◆ TASK BRIEF
Beneath this instruction is a block of data; output from it exactly the lines that run from the one containing "Every instance of the distant" through the one containing "Every instance of the tree", inclusive.

◆ RECORDS SHOWN
◆ ◆ ◆ ◆

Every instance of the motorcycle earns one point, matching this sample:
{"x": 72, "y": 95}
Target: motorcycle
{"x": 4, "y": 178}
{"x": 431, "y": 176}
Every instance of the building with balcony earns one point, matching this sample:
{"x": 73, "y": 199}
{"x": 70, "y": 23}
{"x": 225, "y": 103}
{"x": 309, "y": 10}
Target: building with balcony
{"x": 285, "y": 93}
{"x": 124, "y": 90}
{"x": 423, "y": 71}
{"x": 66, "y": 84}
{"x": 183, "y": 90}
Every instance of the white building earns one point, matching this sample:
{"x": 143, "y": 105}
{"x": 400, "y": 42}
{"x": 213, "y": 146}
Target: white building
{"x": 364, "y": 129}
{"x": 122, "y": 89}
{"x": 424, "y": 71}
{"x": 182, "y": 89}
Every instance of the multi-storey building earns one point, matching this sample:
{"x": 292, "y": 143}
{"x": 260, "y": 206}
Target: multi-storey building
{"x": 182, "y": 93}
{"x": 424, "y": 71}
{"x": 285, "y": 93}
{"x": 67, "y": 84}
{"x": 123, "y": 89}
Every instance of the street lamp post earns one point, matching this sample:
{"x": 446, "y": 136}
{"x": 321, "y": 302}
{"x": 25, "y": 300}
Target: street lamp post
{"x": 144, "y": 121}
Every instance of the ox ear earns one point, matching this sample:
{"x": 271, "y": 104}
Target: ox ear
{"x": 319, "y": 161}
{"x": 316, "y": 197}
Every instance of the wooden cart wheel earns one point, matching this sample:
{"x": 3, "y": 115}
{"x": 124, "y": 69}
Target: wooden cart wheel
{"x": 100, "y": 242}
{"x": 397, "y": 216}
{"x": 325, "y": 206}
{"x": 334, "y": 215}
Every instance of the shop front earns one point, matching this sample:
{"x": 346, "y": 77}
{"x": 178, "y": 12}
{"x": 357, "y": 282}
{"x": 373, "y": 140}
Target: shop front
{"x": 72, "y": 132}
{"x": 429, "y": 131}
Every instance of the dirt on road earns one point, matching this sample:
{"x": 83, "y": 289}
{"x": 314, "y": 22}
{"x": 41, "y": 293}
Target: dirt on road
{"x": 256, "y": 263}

◆ ◆ ◆ ◆

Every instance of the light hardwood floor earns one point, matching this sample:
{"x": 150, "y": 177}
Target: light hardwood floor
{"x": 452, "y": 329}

◆ ◆ ◆ ◆

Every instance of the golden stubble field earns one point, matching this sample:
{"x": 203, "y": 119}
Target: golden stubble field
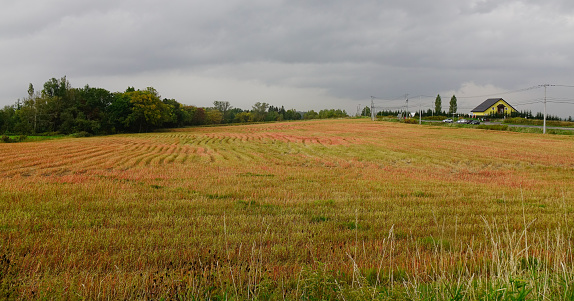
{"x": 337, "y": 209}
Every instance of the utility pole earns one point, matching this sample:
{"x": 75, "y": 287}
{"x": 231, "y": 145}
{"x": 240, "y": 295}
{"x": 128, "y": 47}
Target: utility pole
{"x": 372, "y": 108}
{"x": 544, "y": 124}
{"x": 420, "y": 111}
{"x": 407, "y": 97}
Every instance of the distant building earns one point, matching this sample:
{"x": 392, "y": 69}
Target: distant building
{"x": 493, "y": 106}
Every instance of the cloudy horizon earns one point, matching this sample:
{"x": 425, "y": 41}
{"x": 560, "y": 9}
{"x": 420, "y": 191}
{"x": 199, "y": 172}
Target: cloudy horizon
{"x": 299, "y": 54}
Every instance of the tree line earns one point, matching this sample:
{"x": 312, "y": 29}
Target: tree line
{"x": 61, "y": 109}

◆ ◆ ◆ ◆

◆ ANSWER SECTION
Every instance of the distant building earns one point, matching this sample:
{"x": 392, "y": 69}
Target: distant building
{"x": 493, "y": 106}
Every instance of the cloudy horizon earns one point, matching this sample:
{"x": 425, "y": 41}
{"x": 560, "y": 9}
{"x": 420, "y": 191}
{"x": 199, "y": 172}
Target: cloudy horizon
{"x": 299, "y": 54}
Every instance of the tree line earns one point, matching this sample:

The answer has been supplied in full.